What you will do: Set down all of the records exactly.

===== Input records

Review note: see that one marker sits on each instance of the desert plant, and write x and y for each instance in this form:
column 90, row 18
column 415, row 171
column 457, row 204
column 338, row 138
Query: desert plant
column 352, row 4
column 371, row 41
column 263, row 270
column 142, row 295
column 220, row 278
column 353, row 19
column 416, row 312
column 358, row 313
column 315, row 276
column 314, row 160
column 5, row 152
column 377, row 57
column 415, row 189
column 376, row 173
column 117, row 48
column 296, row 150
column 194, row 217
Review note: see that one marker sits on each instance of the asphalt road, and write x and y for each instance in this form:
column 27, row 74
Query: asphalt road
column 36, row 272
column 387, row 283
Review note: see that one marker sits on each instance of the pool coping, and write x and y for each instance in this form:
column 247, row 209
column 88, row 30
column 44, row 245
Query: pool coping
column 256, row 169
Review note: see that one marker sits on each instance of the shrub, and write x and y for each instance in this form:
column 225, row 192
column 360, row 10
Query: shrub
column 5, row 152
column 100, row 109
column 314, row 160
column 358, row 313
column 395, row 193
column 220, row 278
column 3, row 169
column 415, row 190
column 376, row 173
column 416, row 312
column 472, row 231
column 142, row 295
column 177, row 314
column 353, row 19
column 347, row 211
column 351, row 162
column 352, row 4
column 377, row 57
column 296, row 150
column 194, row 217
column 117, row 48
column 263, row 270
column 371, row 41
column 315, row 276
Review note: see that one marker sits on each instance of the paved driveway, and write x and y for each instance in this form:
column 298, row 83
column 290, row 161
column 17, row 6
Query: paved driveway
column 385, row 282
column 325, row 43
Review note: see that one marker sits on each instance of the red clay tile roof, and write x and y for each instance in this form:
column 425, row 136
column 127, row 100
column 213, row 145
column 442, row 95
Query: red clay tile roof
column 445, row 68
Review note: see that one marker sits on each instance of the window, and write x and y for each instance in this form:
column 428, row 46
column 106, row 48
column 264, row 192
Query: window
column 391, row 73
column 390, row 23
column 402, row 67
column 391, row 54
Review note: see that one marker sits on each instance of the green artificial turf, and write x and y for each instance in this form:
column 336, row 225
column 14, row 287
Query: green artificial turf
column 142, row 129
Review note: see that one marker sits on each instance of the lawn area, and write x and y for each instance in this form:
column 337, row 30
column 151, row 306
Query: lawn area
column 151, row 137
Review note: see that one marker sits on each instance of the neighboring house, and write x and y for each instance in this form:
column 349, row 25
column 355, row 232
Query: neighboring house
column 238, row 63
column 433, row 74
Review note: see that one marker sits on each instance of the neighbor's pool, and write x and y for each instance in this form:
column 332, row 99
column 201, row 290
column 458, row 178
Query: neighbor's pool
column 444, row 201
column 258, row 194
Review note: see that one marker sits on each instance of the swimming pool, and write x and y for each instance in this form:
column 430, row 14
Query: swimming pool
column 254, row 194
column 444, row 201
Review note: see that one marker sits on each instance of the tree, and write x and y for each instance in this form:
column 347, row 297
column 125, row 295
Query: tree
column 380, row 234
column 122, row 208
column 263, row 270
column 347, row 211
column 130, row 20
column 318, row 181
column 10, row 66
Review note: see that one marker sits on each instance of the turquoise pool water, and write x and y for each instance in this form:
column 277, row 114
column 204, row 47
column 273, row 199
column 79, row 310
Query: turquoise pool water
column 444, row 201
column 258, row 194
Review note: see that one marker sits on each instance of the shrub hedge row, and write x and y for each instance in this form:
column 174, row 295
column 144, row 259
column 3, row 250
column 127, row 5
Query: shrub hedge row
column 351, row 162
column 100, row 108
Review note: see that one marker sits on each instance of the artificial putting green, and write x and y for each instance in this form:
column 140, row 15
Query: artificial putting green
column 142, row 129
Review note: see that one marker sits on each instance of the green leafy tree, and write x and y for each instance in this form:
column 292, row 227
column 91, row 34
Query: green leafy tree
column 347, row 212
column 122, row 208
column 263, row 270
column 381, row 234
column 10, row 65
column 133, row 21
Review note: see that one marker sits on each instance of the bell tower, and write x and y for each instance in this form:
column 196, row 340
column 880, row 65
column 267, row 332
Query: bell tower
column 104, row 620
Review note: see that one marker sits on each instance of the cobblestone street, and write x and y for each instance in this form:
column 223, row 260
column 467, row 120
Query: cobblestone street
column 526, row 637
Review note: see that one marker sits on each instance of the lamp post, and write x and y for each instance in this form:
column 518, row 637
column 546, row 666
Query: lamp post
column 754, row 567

==========

Exercise result:
Review note: see that one marker sits on each instance of the desert plant, and write x and y for each instance in this form:
column 90, row 18
column 415, row 171
column 457, row 204
column 338, row 138
Query: desert plant
column 352, row 4
column 371, row 41
column 263, row 270
column 142, row 295
column 220, row 278
column 353, row 19
column 416, row 312
column 358, row 313
column 315, row 276
column 314, row 160
column 5, row 152
column 377, row 57
column 415, row 189
column 376, row 173
column 117, row 48
column 296, row 150
column 194, row 217
Review note: see that one marker sits on each instance of the asphalt road, and write x and y for each instance in this form:
column 27, row 74
Query: asphalt road
column 36, row 272
column 387, row 283
Review note: see that one marker sits on each instance of the pool coping, and write x and y for each instance in this form:
column 247, row 209
column 88, row 30
column 44, row 245
Query: pool coping
column 256, row 169
Review note: see that one marker sits on each instance of the shrub, and write x and y for each instance in this form:
column 225, row 192
column 360, row 10
Query: shrub
column 5, row 152
column 100, row 109
column 314, row 160
column 358, row 313
column 395, row 193
column 220, row 278
column 3, row 169
column 415, row 190
column 376, row 173
column 416, row 312
column 472, row 231
column 142, row 295
column 177, row 314
column 353, row 19
column 347, row 211
column 351, row 162
column 352, row 4
column 377, row 57
column 296, row 150
column 194, row 217
column 117, row 48
column 263, row 270
column 371, row 41
column 315, row 276
Review note: see that one marker sits on each instance of the paved driveway, and write x and y for each instance in this form:
column 298, row 83
column 290, row 161
column 17, row 6
Query: paved driveway
column 385, row 282
column 325, row 43
Review note: see that one marker sits on each instance of the red clay tile roof, and write x and y for each instance in this form:
column 425, row 136
column 127, row 100
column 213, row 145
column 442, row 95
Query: red clay tile roof
column 445, row 68
Review note: see that one marker sits on each instance of the window, and write x and y for each instance in this form:
column 428, row 46
column 106, row 48
column 264, row 192
Query: window
column 391, row 73
column 390, row 23
column 402, row 67
column 391, row 54
Review note: see that one marker sits on each instance of the green artificial turf, and write x and y for each instance in this form:
column 336, row 225
column 14, row 287
Query: green artificial turf
column 142, row 129
Review note: see that one marker sits on each instance of the lawn area, and write x and y for each instance in this form:
column 337, row 30
column 151, row 306
Query: lawn area
column 151, row 137
Review note: see that one marker sits on each instance of the neighboring house, and write x and y for each instance in this form:
column 349, row 25
column 355, row 232
Query: neighboring house
column 238, row 63
column 433, row 74
Review note: see that one marker sits on each instance of the neighbor's pool, and write x and y for each instance in this form:
column 332, row 99
column 201, row 290
column 458, row 178
Query: neighbor's pool
column 444, row 201
column 258, row 194
Review note: see that one marker sits on each instance of the swimming pool, and write x and y for each instance in this form:
column 430, row 14
Query: swimming pool
column 254, row 194
column 444, row 201
Review note: see that one marker sits on each instance of the tree, and write x and y for each instance in this form:
column 347, row 297
column 125, row 295
Query: tree
column 380, row 234
column 122, row 208
column 263, row 270
column 347, row 211
column 130, row 20
column 318, row 181
column 10, row 66
Review note: see that one marker sits on each instance of the turquoise pool water, and write x and y for each instance in this form:
column 277, row 114
column 204, row 47
column 273, row 199
column 79, row 310
Query: turquoise pool water
column 444, row 201
column 258, row 194
Review note: see that one marker sits on each instance of the shrub hedge row, and write x and y for each instance in this form:
column 174, row 295
column 144, row 259
column 3, row 250
column 127, row 5
Query: shrub hedge row
column 351, row 162
column 100, row 108
Review note: see that one marker sits on each instance of the artificial putting green, and write x and y for each instance in this form:
column 140, row 15
Query: artificial putting green
column 142, row 129
Review note: see that one marker sits on each instance of the green leafy tree, and write x and y for each instance in this form:
column 292, row 227
column 91, row 34
Query: green leafy tree
column 347, row 212
column 122, row 208
column 263, row 270
column 381, row 234
column 10, row 65
column 133, row 21
Review note: see that one marker sits on each instance of the bell tower, and write x and y for each instance in this form:
column 196, row 340
column 880, row 65
column 267, row 332
Query: bell tower
column 104, row 620
Review note: see that one marker sits on each instance of the cobblestone street, and write x and y for each instance in this form:
column 223, row 260
column 467, row 120
Query: cobblestone street
column 526, row 637
Review note: see that one marker sits on each instance of the lamp post, and write x and y for each instance in this form:
column 518, row 637
column 546, row 666
Query: lamp post
column 754, row 567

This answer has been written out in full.